*Aufgaben:*
1) Schreiben Sie aus dem Text über das Baugebiet in Echzell die Stelle von „Wenn wir uns“ bis einschließlich „auch andere Wohnangebote.“ wortgetreu ab.
2) Welche ökologischen Nachteile von Einfamilienhäusern nennt der Text über das Baugebiet in Echzell?

*Text:*
..........

Es ist unbestritten, dass in Echzell derzeit eine hohe Nachfrage nach Wohnraum besteht und ein neues Baugebiet hier teilweise für Abhilfe sorgen kann. Es ist aber auch unbestritten, dass die Erschließung neuer Baugebiete immer mit negativen ökologischen Folgen verbunden ist. Insbesondere die zunehmende Versiegelung von Flächen als meist irreperable Entscheidug ist hier zu nennen. Gerade führen uns die Folgen des Ukrainekrieges vor Augen, wie wichtig und wertvoll unsere landwirtschaftlichen Nutzflächen sind.


Wenn wir uns dennoch entscheiden, ein neues Baugebiet zu erschließen, muss dies möglichst ressourceneffizient und nachhaltig geschehen. Das schließt leider aus, dass dies in Form einer reinen Einfamilienhausbebauung geschehen kann. Die ökologischen Nachteile von Einfamilienhäusern sind bekannt: sie verbrauchen viel Fläche, sie sind ressourcenintensiv in der Errichtung und vergleichsweise energieintensiv zu beheizen. Doch Klara Geywitz hat noch auf einen anderen, sehr wichtigen Aspekt hingewiesen, der insbesondere auch für Echzell gilt. Seit den 50er-Jahren wurden sehr viele Einfamilienhäuser gebaut. Die allermeisten der Echzeller Wohngebiete bestehen fast ausschließlich aus Einfamilienhäusern. Für die Zukunft brauchen wir daneben auch andere Wohnangebote.

..........

*Bereitgestellte Angaben:*
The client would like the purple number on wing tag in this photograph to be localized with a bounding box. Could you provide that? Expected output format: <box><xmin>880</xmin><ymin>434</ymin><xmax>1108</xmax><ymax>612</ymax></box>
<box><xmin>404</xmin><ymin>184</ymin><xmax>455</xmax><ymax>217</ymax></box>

..........

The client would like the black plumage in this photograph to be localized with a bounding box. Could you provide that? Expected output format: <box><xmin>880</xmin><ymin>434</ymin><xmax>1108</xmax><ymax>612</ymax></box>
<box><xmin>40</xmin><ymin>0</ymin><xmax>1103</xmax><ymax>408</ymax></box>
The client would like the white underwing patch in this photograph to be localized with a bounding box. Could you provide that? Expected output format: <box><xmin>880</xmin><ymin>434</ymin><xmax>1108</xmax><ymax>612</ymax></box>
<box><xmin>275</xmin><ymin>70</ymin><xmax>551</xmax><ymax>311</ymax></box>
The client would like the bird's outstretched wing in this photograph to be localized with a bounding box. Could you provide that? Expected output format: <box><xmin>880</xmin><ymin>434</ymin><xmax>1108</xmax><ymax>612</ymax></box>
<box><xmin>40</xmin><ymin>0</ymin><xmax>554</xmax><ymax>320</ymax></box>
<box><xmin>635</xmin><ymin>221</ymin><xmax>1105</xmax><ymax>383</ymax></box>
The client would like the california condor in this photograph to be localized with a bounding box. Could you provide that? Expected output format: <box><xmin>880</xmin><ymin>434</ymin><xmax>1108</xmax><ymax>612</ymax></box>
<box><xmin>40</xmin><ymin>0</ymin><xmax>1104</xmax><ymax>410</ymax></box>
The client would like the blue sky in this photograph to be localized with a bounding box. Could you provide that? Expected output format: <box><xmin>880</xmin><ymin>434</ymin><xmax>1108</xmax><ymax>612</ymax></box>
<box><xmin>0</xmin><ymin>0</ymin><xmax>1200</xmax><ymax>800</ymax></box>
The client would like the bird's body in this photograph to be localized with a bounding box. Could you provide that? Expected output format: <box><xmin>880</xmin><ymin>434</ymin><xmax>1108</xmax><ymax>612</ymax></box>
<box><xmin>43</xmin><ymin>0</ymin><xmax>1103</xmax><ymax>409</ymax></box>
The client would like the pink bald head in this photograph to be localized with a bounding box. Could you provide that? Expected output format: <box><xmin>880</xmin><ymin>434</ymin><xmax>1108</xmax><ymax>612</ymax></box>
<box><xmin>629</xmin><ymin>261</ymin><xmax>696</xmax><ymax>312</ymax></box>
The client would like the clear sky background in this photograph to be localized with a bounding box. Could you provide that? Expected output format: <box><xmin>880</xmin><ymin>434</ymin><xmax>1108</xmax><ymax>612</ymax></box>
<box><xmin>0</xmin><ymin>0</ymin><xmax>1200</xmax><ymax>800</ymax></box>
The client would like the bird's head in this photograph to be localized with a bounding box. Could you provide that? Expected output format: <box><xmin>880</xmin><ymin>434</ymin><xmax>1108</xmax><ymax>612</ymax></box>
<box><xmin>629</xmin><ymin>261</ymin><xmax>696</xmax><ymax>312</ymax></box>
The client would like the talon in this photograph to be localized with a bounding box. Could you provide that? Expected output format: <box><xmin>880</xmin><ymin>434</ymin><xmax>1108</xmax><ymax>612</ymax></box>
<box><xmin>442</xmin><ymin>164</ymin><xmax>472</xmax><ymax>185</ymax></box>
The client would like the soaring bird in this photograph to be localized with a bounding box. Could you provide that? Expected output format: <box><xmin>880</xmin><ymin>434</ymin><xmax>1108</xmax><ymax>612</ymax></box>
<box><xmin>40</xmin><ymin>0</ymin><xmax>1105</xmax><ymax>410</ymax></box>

..........

*Lösungen:*
1)
Wenn wir uns dennoch entscheiden, ein neues Baugebiet zu erschließen, muss dies möglichst ressourceneffizient und nachhaltig geschehen. Das schließt leider aus, dass dies in Form einer reinen Einfamilienhausbebauung geschehen kann. Die ökologischen Nachteile von Einfamilienhäusern sind bekannt: sie verbrauchen viel Fläche, sie sind ressourcenintensiv in der Errichtung und vergleichsweise energieintensiv zu beheizen. Doch Klara Geywitz hat noch auf einen anderen, sehr wichtigen Aspekt hingewiesen, der insbesondere auch für Echzell gilt. Seit den 50er-Jahren wurden sehr viele Einfamilienhäuser gebaut. Die allermeisten der Echzeller Wohngebiete bestehen fast ausschließlich aus Einfamilienhäusern. Für die Zukunft brauchen wir daneben auch andere Wohnangebote.

2)
- Sie verbrauchen viel Fläche.
- Sie sind ressourcenintensiv in der Errichtung.
- Sie sind vergleichsweise energieintensiv zu beheizen.